What is needed ▸
Copy out the listing exactly.

Items ▸
— BEGIN —

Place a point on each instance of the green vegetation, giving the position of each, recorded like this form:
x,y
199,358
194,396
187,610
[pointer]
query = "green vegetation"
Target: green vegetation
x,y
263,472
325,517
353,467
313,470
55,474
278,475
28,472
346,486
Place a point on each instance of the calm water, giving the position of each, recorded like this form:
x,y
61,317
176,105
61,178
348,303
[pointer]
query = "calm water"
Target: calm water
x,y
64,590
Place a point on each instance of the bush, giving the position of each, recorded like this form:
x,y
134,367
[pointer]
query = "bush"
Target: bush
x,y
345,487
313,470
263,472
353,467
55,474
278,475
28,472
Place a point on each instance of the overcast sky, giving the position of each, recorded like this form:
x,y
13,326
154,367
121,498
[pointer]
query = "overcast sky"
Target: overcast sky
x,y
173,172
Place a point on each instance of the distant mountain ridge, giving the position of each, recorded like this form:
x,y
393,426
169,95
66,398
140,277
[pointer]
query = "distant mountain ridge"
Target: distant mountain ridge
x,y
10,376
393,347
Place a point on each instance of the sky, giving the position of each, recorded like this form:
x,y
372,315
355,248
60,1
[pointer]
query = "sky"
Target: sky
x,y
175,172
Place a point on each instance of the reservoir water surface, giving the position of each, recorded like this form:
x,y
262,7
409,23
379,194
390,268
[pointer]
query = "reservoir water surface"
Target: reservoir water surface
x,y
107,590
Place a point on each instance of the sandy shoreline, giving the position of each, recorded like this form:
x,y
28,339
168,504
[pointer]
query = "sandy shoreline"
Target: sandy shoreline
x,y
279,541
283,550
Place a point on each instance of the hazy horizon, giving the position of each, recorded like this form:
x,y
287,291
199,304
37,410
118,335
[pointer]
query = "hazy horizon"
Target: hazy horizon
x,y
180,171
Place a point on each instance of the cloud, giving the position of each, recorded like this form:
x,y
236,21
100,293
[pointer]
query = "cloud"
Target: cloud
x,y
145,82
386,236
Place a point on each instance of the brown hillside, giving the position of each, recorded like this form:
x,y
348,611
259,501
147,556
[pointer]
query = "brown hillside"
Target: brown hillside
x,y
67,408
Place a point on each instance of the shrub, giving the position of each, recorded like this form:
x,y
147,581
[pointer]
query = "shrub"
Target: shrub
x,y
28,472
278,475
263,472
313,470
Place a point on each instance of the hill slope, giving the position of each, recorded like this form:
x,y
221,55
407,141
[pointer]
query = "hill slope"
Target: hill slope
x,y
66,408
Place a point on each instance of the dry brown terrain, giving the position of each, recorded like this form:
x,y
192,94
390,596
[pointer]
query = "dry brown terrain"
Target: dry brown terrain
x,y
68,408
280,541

— END —

Answer for the task ▸
Place a point on each instance of the green vegetation, giving the position of each, recorded like this form:
x,y
199,358
194,396
187,610
[pointer]
query = "green vegetation"
Target: green vegetation
x,y
263,472
325,517
353,467
313,470
55,474
278,475
28,472
346,486
Place a point on each instance of the calm water, giving the position of each, recorded like this form:
x,y
61,317
176,105
61,178
348,303
[pointer]
query = "calm water"
Target: calm water
x,y
64,590
Place a point on each instance of the bush, giving the position of each, recorded like this form:
x,y
134,367
[pointer]
query = "bush"
Target: bush
x,y
345,487
313,470
263,472
353,467
55,474
278,475
28,472
Place a point on each instance of the overcast sky, giving the position of each, recorded like this form:
x,y
13,326
154,367
121,498
[pointer]
query = "overcast sky"
Target: overcast sky
x,y
173,172
Place a point on each instance of the distant mountain ridge, giving the position of each, recorded like this form:
x,y
393,426
169,95
66,398
140,277
[pointer]
query = "distant mountain ridge"
Target: distant mountain ridge
x,y
10,376
393,347
Place a point on each instance of the sky, giving the position of each, recorded like this form:
x,y
372,315
355,248
60,1
[pointer]
query = "sky"
Target: sky
x,y
175,172
Place a point on each instance of the reservoir water surface, giving the position of each, recorded like this form:
x,y
262,7
409,23
379,194
390,268
[pointer]
query = "reservoir water surface"
Target: reservoir water surface
x,y
107,590
Place a point on each instance of the sandy shoreline, giving the position of each, recorded like this form:
x,y
28,339
168,504
[pointer]
query = "sandy shoreline"
Target: sandy shoreline
x,y
279,541
283,550
Place a point on each instance of the hazy horizon, giving the position of each, recorded like this form:
x,y
287,291
199,304
37,410
118,335
[pointer]
query = "hazy horizon"
Target: hazy horizon
x,y
180,171
Place a point on each instance of the cloud, giving the position of each, recorded like this form:
x,y
236,21
100,293
[pointer]
query = "cloud"
Target: cloud
x,y
145,82
386,236
Place a point on each instance of the brown hillside, giving the position of each, recorded like this form:
x,y
348,611
259,501
147,556
[pointer]
query = "brown hillside"
Target: brown hillside
x,y
67,408
Place a point on each instance of the shrub, giving the position of each, recorded like this form:
x,y
147,581
[pointer]
query = "shrub"
Target: shrub
x,y
28,472
278,475
263,472
313,470
Place a point on each instance of the hill slope, giving the position of each, recorded like this form:
x,y
221,55
407,141
[pointer]
query = "hill slope"
Target: hill slope
x,y
66,408
Place a point on each instance of the dry brown terrain, giving the position of each, recorded like this form:
x,y
192,94
390,596
[pointer]
query = "dry brown terrain"
Target: dry brown terrain
x,y
68,408
280,541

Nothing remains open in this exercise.